_What to work on_
Rewrite the listing from its start through the line holding "[612,138,925,580]", inclusive, replacing "wooden cutting board" with "bamboo cutting board" and leaving everything else unchanged. Omit the pictures from your answer.

_Data records_
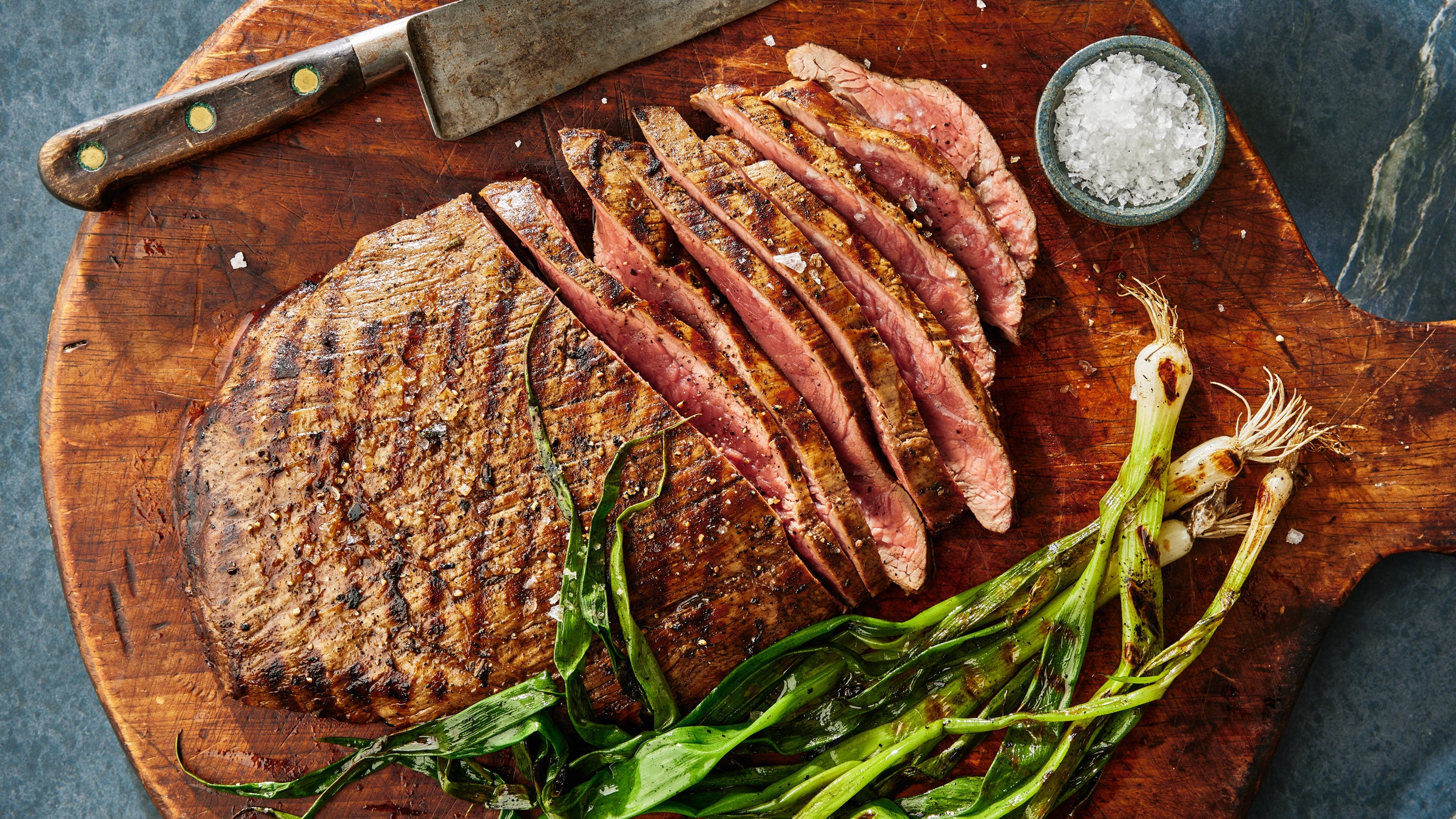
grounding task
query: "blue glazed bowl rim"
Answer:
[1037,35,1227,228]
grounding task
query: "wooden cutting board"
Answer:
[41,0,1456,818]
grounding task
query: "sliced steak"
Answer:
[693,84,996,383]
[480,179,869,606]
[561,130,888,593]
[763,80,1026,341]
[713,135,1016,532]
[633,106,960,525]
[703,134,763,167]
[174,197,840,724]
[787,42,1037,277]
[612,138,925,580]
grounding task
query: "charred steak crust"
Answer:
[174,197,840,724]
[692,84,996,385]
[786,42,1037,278]
[763,80,1026,341]
[561,128,888,593]
[612,133,925,592]
[710,136,1016,536]
[480,179,869,605]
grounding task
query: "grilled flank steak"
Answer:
[175,197,840,724]
[561,128,887,593]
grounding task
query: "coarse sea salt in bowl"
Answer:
[1037,35,1227,228]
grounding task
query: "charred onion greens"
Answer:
[178,283,1331,819]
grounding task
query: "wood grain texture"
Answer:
[41,0,1456,818]
[39,35,364,210]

_Written reply_
grounding task
query: "blue glazed bowl rim"
Answer:
[1037,35,1227,228]
grounding task
query: "bamboo cutting board"
Answer:
[41,0,1456,818]
grounding task
query: "sliced steak"
Answer:
[693,84,996,383]
[480,179,869,606]
[561,130,888,593]
[763,80,1026,341]
[713,135,1016,532]
[633,106,960,525]
[703,134,763,167]
[174,197,840,724]
[787,42,1037,277]
[612,138,925,580]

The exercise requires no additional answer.